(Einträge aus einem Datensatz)
###
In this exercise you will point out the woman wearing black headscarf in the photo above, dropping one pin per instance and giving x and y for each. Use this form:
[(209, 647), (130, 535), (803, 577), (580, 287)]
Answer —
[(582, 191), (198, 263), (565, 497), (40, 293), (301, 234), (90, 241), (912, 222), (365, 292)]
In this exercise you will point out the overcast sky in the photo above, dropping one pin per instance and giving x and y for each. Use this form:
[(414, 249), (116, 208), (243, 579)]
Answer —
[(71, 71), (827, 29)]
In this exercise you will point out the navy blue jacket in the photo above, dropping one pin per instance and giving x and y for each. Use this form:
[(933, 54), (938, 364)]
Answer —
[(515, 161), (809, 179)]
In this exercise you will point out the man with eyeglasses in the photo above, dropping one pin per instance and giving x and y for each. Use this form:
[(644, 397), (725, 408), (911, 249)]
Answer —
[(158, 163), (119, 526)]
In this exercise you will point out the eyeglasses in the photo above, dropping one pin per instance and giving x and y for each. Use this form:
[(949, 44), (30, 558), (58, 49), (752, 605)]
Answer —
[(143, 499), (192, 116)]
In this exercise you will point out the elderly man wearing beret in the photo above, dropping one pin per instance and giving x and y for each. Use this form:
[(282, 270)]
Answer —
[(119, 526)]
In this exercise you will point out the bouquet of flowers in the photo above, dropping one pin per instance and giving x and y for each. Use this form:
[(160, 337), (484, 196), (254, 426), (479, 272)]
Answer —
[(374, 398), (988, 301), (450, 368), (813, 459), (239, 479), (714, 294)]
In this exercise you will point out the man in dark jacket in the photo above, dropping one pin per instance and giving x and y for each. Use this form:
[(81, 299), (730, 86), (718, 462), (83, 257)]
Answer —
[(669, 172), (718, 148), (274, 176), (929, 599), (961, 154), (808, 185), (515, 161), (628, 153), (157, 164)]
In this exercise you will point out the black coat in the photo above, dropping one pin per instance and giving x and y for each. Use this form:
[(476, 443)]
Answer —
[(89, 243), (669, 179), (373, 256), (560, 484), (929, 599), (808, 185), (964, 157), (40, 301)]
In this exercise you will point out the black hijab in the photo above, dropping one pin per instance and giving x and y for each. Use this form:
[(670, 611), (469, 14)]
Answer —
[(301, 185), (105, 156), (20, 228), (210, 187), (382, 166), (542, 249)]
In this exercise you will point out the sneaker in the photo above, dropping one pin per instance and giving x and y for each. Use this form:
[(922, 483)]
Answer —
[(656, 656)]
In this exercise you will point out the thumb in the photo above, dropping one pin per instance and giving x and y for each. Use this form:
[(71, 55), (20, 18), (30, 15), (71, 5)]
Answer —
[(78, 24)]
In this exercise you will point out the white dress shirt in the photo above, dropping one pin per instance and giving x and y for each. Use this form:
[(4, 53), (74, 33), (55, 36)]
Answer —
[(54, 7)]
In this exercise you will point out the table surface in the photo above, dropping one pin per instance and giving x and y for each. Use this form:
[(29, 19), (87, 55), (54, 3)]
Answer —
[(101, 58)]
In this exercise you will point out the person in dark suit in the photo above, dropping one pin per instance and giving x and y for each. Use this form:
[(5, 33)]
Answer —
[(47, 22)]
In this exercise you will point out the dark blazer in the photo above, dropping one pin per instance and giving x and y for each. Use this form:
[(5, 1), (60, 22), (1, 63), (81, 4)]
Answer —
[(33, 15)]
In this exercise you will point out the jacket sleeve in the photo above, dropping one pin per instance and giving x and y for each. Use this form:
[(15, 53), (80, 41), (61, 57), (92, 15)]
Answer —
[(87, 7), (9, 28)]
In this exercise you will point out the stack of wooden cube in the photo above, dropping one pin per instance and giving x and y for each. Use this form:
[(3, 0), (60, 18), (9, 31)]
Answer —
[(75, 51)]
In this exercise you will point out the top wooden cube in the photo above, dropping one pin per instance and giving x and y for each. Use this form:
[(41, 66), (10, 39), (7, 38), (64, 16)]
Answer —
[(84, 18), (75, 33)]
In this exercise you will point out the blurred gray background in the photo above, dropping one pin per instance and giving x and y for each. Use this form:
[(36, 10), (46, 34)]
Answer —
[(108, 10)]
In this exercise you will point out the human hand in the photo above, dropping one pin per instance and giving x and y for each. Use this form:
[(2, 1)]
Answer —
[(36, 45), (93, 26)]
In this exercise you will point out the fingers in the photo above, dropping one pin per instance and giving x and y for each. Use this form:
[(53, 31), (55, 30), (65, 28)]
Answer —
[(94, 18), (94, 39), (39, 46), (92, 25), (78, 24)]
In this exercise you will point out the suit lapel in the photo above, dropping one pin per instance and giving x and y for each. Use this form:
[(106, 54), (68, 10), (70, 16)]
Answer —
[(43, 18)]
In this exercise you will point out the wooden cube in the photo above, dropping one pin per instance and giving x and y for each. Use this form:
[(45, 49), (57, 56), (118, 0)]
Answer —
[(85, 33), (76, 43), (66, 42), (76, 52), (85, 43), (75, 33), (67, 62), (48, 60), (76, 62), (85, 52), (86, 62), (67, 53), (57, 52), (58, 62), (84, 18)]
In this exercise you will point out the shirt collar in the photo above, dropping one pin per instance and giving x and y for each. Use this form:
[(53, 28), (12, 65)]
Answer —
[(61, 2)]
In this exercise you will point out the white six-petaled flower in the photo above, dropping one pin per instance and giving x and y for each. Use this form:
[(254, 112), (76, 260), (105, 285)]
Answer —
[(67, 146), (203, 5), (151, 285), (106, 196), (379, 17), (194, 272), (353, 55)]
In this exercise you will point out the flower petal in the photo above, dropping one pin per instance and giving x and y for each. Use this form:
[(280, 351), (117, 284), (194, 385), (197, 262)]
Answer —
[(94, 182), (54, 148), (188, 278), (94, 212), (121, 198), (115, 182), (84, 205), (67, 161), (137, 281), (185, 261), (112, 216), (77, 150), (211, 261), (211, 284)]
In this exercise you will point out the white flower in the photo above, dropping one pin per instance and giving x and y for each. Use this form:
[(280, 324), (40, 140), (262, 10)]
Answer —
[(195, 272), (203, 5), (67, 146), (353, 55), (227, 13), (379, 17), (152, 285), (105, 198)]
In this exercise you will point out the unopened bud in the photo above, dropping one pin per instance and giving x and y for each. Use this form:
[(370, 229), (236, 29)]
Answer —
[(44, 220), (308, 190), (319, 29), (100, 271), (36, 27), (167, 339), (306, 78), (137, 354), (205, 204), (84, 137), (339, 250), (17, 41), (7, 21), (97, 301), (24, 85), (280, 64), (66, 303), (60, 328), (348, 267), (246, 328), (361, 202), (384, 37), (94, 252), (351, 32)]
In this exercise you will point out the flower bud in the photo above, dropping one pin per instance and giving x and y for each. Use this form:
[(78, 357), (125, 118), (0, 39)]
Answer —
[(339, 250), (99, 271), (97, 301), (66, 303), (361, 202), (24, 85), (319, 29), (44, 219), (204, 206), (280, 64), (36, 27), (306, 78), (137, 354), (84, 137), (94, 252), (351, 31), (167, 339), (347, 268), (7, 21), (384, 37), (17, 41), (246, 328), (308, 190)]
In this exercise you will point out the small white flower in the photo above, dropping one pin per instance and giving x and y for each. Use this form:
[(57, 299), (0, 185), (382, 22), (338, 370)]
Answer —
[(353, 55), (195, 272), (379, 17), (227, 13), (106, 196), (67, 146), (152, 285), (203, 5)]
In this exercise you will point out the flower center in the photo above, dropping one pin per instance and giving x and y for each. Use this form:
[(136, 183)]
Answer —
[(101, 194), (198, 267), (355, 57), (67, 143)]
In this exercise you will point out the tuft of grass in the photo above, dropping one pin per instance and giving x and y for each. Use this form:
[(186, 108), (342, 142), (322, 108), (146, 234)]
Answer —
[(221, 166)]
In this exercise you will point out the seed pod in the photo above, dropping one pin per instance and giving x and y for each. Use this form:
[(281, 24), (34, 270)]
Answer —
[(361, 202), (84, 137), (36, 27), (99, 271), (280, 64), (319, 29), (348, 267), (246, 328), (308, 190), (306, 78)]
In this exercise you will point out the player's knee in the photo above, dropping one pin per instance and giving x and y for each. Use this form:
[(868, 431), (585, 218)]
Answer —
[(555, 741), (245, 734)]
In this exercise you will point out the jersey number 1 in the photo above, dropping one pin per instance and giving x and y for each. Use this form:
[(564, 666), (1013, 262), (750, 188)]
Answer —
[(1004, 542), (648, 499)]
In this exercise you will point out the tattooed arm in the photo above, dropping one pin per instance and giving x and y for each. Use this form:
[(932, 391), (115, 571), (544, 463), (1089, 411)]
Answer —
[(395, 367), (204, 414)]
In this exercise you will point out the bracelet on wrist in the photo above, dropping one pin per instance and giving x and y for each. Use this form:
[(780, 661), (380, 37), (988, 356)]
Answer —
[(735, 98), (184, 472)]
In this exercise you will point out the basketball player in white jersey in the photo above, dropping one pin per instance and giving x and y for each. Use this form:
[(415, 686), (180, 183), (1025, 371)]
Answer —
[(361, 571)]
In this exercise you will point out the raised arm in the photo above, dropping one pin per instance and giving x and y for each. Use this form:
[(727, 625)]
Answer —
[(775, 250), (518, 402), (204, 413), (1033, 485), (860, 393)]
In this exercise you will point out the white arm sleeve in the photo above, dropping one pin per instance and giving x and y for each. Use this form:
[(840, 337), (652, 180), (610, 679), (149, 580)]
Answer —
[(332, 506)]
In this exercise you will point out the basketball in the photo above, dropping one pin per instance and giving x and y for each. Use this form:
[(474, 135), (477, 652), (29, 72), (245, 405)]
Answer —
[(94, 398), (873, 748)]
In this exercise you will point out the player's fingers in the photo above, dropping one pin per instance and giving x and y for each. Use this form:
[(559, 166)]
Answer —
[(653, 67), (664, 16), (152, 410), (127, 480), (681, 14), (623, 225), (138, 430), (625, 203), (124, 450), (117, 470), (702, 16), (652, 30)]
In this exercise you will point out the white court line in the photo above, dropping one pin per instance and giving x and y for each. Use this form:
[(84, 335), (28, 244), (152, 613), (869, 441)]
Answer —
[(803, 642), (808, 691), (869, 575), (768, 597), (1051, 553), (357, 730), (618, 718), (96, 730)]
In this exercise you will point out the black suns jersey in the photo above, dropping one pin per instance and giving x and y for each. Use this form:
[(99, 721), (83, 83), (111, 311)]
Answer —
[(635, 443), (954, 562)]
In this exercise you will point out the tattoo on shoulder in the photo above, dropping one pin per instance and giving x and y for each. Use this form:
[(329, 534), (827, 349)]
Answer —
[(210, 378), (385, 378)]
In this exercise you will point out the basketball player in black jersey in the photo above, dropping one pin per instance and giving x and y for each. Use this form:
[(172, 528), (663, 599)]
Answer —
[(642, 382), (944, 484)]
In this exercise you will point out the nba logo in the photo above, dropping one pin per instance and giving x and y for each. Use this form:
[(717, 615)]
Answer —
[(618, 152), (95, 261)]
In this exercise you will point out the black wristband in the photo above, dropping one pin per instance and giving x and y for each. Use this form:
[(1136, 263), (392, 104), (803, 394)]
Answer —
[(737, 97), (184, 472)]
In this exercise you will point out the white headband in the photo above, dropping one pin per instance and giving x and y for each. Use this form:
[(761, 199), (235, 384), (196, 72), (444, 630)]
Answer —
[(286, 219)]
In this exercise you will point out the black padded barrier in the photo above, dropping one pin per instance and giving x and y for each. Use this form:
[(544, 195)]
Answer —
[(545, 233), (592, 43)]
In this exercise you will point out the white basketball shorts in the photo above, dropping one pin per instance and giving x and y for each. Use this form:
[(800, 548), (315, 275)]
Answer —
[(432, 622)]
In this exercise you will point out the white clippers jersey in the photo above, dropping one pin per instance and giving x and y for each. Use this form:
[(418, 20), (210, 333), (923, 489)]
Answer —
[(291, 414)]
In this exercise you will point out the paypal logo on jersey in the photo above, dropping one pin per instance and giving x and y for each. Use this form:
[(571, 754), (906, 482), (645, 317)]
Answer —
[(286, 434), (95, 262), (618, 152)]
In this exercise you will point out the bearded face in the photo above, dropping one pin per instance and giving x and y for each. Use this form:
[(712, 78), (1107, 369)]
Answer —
###
Schreib die Einträge vom Anfang bis einschließlich der Zeile mit „153), (157, 164)]“ noch einmal ab und tausche dabei „beret“ gegen „cap“ aus. Alles andere bleibt unverändert.

» SCHRIFTLICHE LÖSUNG:
In this exercise you will point out the woman wearing black headscarf in the photo above, dropping one pin per instance and giving x and y for each. Use this form:
[(209, 647), (130, 535), (803, 577), (580, 287)]
Answer —
[(582, 191), (198, 263), (565, 497), (40, 293), (301, 234), (90, 241), (912, 222), (365, 292)]
In this exercise you will point out the overcast sky in the photo above, dropping one pin per instance and giving x and y for each. Use this form:
[(414, 249), (116, 208), (243, 579)]
Answer —
[(71, 71), (827, 29)]
In this exercise you will point out the navy blue jacket in the photo above, dropping one pin per instance and giving x and y for each. Use this form:
[(933, 54), (938, 364)]
Answer —
[(515, 161), (809, 179)]
In this exercise you will point out the man with eyeglasses in the photo above, dropping one pin per instance and giving x and y for each. Use this form:
[(644, 397), (725, 408), (911, 249)]
Answer —
[(158, 163), (119, 526)]
In this exercise you will point out the eyeglasses in the photo above, dropping one pin per instance and giving x and y for each. Use this form:
[(949, 44), (30, 558), (58, 49), (752, 605)]
Answer —
[(143, 499), (192, 116)]
In this exercise you will point out the elderly man wearing cap in the photo above, dropping one pin per instance and giving x and y for each. Use this form:
[(282, 270)]
Answer —
[(119, 526)]
In this exercise you will point out the bouquet of flowers in the photo above, dropping one pin per instance and giving x and y for each. Use this form:
[(160, 337), (484, 196), (254, 426), (479, 272)]
Answer —
[(374, 398), (988, 301), (450, 368), (813, 459), (239, 479), (714, 294)]
In this exercise you will point out the man in dark jacket in the photo above, dropping one pin per instance and giving x and y for each. Use this form:
[(81, 299), (730, 86), (718, 462), (83, 257)]
Answer —
[(669, 172), (718, 148), (274, 176), (929, 599), (961, 154), (808, 185), (515, 161), (628, 153), (157, 164)]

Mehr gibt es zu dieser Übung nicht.